◆ Supplied data
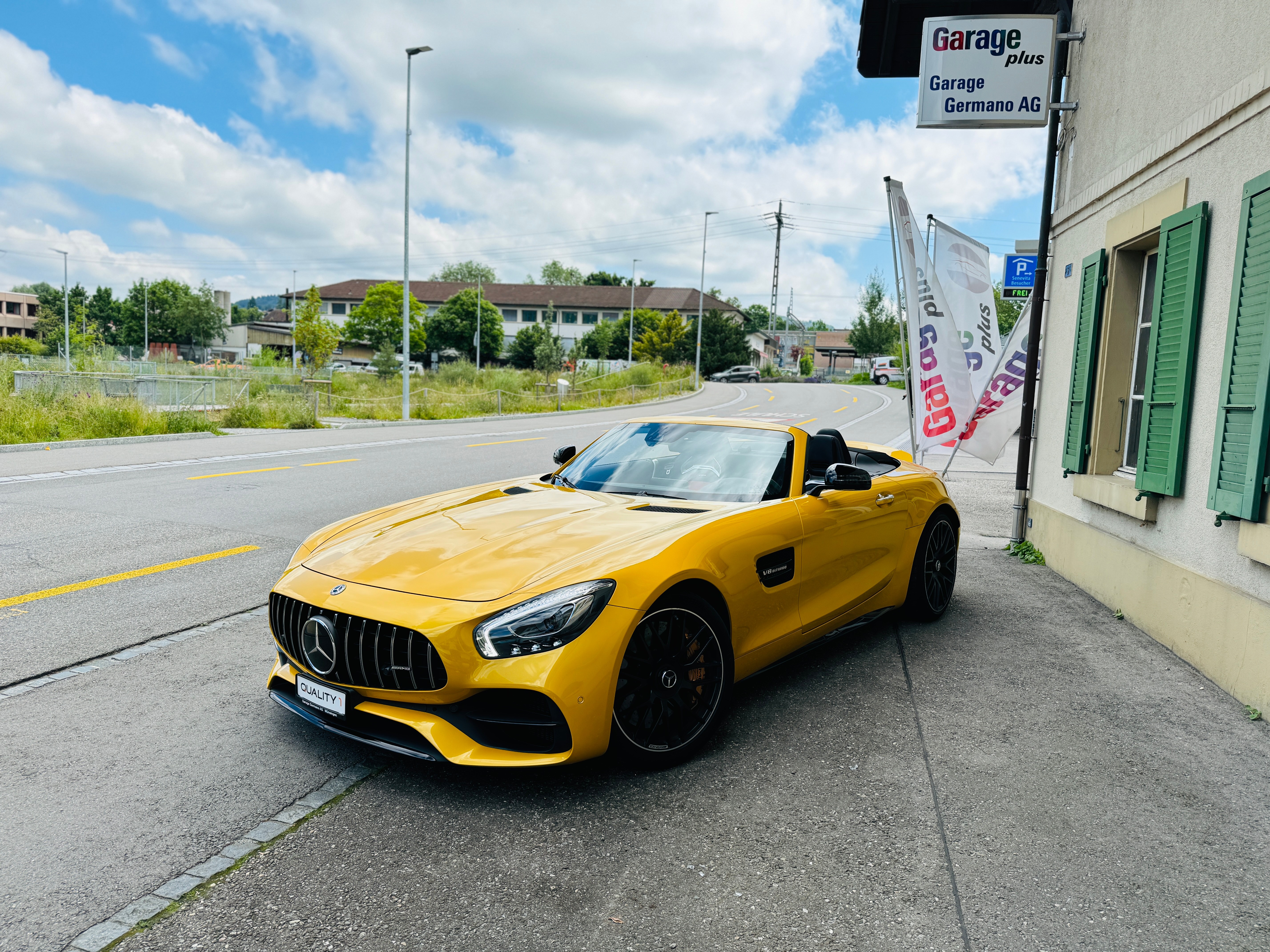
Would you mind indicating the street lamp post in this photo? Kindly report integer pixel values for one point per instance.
(66, 300)
(406, 256)
(701, 294)
(631, 334)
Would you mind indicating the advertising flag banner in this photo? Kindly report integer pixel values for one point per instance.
(1000, 410)
(942, 388)
(986, 72)
(962, 266)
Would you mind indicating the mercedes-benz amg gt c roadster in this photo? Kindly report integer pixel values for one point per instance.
(611, 604)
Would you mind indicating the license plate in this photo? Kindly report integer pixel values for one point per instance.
(321, 696)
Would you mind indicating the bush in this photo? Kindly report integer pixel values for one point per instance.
(272, 413)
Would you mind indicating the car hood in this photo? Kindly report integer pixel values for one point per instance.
(478, 546)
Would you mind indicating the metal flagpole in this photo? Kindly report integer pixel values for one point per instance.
(904, 332)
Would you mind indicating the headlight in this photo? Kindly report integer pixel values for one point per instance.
(544, 622)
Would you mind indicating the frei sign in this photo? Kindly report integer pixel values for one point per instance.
(981, 73)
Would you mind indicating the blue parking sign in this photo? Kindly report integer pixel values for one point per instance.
(1020, 271)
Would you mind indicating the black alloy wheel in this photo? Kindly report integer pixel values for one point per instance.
(674, 685)
(934, 576)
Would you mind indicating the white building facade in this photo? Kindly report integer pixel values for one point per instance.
(1150, 474)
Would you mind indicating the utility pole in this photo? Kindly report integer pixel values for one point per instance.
(293, 320)
(406, 254)
(776, 264)
(631, 334)
(701, 294)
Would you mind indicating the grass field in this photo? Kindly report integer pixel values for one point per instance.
(455, 392)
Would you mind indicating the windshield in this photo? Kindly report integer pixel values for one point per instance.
(686, 461)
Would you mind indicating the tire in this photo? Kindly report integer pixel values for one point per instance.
(662, 714)
(934, 573)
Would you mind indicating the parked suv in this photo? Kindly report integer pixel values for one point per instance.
(742, 372)
(886, 370)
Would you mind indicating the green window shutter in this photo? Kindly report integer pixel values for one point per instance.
(1240, 444)
(1172, 351)
(1089, 322)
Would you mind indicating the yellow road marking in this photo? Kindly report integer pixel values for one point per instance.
(528, 440)
(237, 473)
(123, 577)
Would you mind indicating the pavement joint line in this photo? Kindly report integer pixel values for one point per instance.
(138, 914)
(123, 577)
(299, 451)
(120, 656)
(935, 794)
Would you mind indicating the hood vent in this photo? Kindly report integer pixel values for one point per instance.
(667, 510)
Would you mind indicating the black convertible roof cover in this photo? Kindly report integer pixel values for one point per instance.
(891, 31)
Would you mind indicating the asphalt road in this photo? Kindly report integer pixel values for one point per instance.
(117, 780)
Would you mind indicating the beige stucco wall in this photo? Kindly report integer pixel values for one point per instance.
(1222, 631)
(1188, 87)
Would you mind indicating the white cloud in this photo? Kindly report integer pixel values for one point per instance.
(173, 56)
(619, 124)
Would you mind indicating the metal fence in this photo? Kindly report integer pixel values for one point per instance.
(162, 392)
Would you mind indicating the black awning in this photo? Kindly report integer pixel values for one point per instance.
(891, 31)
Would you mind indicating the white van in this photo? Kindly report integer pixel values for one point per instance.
(886, 370)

◆ Exercise
Set the data above down again exactly as given, with no pictures.

◆ Complete response
Would you mind indicating the street lamp post in this photo? Kindly report integer pixel values for one point per instance.
(66, 300)
(406, 256)
(701, 294)
(631, 334)
Would you mind indicating the advertising flag banner in this photo? Kindly report integer pixel values for one point per instance.
(1000, 410)
(942, 388)
(986, 72)
(962, 266)
Would you mind indicating the mercedes-benz amg gt c roadster in this photo? Kindly report integer pixel values for one point per instance.
(611, 604)
Would you mind indicating the license plate in this photo? Kindly report integer pixel values for one point per instance.
(321, 696)
Would you mind indicating the bush in this photo? Kindly report integer pixel values for one point per instance.
(272, 413)
Would you mind indicating the car hood in this photo? Kindly report integer pixel values for one point per instance.
(478, 546)
Would you mind indicating the metal flagpole in this photo? Kindly report integer pixel values for one point per instance.
(904, 332)
Would you mind indicating the headlight in this photo? Kindly report integer pixel values for one point per instance.
(544, 622)
Would you mind indicating the frei sign in this photo? Kindly report integer pixel values for one point per instance.
(981, 73)
Would you mind indicating the blue parking sign in this photo? Kindly report integer pixel values for one point per instance.
(1020, 271)
Would you mind indicating the black alloy wheel in this photo? Kindly report integer pixel values for one point per instance.
(674, 685)
(934, 576)
Would you mind indicating the white building facade in this photo? Kindly report integer pixel values for one point per instance.
(1150, 474)
Would you mind indicating the utility pole in this photo? Kindly report integer pixel values for one point per instance.
(293, 320)
(406, 254)
(776, 264)
(631, 334)
(701, 294)
Would you mind indicating the grass field in this photo? Kindly report integer pixel values for one point per instance.
(455, 392)
Would you mind indicating the windshield in this photo? Kindly report integer pixel values for one point per instance.
(686, 461)
Would you mind indicating the tire in this photo? Kindly report integer pixel values for one point per instance.
(662, 714)
(934, 573)
Would you mind indicating the parked suv in this photo? Kindly report integer pixel values for one point per instance.
(742, 372)
(886, 370)
Would you mind indicating the green window shutter in this photo? Kindly report integer pixel values for one point per instance.
(1240, 444)
(1172, 351)
(1089, 322)
Would you mind indicating the yellow road marking in this photo? Kindly report integer pixel values for one point per instance.
(528, 440)
(237, 473)
(123, 577)
Would you mind indicating the pavement joint line in this photo? Kindly report integer pixel values for one point per instance.
(138, 914)
(123, 577)
(299, 451)
(120, 656)
(935, 794)
Would you mind indicating the hood vent in this photo? Kindly report integer pixel values for one point per instance.
(667, 510)
Would you mind indicating the black convertible roof cover in this photo? Kindly report integer pixel values for one point per instance.
(891, 31)
Would you mind indicating the asphalt road in this photo? Kindly report integer pixel values for one point per instance.
(117, 780)
Would you mind indicating the beige stucco wall in this photo? Kindly report integer pixel values for one point per instance.
(1222, 631)
(1188, 87)
Would you mind indicating the white cloud in this photo? Kindly report integer pixel values for one point per instance.
(173, 56)
(619, 124)
Would you mind indicating the metal fence in this photo? Kindly report integer pixel values for one point per instance.
(162, 392)
Would you mind indicating the black awning in this photo? Kindly report integer pixel values for one point per instance.
(891, 31)
Would you mind indicating the white van in this photo? Kindly report integer pixel values for one point per instance.
(886, 370)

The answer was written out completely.